Indeed, our eyes must see different things - when thinking about the actual thickness of wax and what is actualy left on the panel in terms of raw ingredients, I don't personally believe there is muchy if anything to choose between waxes and this is something that I have seen in practice, and dare I say it, the wax test some time ago (flawed in some aspects yet, but personally I am yet to see a better, fairer test being conducted...) also showed to a good extent. Yes, one may beleive they see different nuances, and this is all to the good, personally I don't see Collinite giving the flake muting that you mention on the loose flake of my sapphire black or the tighter flake of my old star silver, nor does it seem to take the edge off of reflections - but then the preparation before hand will go a long way to this as well, and different prep may see different results from waxes. Personally, looks wise, I see little if any effects.

But yes, we all see different things so I can only give my views based on my personal experiences with the products. I don't get hung up on pricesm brands, carnauba contents blah de blah - I focus on how a product actually performs for me an base my opinion on that. It may not agree with most, but I would but lying if I said that I personally saw differences from waxes on the finishes that I prep by machine. I am glad that others seem to though, as at the end of the day, it all comes down to enjoyment.

* [EXCERPTED RECORDS]:
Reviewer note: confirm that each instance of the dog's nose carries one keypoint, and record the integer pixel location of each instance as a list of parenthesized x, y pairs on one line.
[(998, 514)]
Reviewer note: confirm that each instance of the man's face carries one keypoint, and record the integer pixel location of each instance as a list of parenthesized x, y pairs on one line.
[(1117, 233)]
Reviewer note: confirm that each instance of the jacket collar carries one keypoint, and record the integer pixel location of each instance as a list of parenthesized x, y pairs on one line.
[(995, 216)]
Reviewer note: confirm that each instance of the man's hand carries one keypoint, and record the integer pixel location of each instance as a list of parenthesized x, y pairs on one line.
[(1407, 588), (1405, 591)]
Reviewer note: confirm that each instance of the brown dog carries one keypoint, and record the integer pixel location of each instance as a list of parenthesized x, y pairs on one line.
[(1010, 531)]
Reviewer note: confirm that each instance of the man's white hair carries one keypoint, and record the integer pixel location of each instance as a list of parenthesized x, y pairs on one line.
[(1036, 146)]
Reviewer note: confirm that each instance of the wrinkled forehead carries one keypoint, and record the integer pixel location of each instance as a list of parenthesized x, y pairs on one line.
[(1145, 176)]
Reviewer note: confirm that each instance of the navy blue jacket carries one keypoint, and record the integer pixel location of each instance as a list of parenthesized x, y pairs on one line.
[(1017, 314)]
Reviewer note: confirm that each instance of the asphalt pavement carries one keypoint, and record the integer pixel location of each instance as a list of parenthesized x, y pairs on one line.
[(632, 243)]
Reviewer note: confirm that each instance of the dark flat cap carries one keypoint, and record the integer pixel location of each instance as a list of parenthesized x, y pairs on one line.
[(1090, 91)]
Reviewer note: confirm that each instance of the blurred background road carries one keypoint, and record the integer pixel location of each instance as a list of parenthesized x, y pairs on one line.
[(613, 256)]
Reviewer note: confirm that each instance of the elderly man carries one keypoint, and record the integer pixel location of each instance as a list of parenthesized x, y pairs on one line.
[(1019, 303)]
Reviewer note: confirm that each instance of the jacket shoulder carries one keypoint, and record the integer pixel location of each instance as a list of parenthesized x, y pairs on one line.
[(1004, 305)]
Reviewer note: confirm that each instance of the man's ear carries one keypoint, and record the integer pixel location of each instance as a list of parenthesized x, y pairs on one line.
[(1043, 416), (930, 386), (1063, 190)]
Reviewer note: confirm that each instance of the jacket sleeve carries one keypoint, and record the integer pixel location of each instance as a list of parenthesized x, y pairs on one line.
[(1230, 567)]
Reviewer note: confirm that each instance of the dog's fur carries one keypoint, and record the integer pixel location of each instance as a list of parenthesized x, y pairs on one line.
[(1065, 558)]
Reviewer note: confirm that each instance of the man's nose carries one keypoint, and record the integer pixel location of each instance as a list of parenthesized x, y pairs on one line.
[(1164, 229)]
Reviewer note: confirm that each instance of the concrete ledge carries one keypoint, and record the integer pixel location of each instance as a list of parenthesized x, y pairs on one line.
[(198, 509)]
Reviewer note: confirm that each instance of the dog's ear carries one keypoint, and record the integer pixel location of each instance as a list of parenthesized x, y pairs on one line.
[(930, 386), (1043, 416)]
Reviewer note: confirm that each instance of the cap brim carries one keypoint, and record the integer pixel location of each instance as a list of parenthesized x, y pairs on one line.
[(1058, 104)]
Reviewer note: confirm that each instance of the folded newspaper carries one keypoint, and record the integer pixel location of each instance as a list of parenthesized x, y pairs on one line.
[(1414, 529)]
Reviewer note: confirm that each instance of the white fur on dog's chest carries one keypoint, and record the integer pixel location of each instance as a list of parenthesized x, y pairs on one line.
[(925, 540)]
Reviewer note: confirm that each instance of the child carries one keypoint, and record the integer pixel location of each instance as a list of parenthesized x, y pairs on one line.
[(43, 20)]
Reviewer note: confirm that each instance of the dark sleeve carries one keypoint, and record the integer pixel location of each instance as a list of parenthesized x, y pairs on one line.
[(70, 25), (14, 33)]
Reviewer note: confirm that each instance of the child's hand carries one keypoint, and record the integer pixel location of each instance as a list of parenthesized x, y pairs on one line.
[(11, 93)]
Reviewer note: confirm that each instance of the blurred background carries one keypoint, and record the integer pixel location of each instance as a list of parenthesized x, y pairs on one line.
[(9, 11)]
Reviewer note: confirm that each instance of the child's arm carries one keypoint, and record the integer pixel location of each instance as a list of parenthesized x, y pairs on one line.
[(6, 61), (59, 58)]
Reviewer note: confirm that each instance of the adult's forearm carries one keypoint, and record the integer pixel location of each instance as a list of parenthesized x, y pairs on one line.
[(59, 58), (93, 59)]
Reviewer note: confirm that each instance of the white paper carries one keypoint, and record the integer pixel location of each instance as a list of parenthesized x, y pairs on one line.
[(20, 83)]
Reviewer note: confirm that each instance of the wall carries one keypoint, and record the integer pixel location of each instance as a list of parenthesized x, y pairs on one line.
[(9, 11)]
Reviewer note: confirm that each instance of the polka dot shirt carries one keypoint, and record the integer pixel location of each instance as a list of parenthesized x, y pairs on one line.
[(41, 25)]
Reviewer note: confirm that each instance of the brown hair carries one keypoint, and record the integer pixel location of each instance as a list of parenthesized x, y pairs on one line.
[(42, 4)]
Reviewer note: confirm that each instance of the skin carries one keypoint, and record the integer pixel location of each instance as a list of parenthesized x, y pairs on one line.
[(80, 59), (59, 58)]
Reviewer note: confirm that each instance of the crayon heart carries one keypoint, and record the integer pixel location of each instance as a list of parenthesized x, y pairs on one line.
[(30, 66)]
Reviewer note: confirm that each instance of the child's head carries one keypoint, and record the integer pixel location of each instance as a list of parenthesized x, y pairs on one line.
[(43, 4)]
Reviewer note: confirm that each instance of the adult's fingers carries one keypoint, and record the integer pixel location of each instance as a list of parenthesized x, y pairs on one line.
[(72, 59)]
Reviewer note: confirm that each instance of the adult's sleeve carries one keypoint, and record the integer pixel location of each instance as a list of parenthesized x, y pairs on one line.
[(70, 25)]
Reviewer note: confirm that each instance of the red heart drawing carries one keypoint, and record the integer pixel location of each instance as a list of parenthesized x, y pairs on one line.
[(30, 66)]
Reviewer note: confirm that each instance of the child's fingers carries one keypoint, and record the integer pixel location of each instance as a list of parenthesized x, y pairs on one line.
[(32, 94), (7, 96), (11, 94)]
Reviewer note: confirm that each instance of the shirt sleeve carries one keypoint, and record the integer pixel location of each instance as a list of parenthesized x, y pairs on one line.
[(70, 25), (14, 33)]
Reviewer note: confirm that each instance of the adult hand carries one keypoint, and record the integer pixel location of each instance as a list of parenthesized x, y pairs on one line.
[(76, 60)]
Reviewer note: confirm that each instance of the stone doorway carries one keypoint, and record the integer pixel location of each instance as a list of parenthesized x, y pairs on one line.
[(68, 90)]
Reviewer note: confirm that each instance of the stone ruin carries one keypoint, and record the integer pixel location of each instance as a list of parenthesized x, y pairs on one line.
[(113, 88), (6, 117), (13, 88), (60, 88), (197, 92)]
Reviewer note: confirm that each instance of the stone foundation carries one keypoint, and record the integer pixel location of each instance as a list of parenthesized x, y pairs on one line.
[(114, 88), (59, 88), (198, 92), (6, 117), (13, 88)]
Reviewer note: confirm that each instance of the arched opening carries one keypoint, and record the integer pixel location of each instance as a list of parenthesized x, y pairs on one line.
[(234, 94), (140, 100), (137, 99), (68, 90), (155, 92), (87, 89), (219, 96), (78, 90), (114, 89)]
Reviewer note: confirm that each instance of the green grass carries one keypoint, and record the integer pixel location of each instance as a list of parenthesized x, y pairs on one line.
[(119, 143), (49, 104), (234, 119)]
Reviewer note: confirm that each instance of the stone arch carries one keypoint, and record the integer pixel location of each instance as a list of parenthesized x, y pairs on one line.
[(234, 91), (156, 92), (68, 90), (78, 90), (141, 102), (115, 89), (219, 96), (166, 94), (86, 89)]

* [REQUIRED TASK 1]:
In the forum post about car waxes, which wax does the writer say does not give the flake muting on their paint?
* [REQUIRED TASK 2]:
Duplicate the part of the forum post about car waxes from "But yes, we" up to and including "down to enjoyment.".

* [OUTPUT 1]:
Collinite

* [OUTPUT 2]:
But yes, we all see different things so I can only give my views based on my personal experiences with the products. I don't get hung up on pricesm brands, carnauba contents blah de blah - I focus on how a product actually performs for me an base my opinion on that. It may not agree with most, but I would but lying if I said that I personally saw differences from waxes on the finishes that I prep by machine. I am glad that others seem to though, as at the end of the day, it all comes down to enjoyment.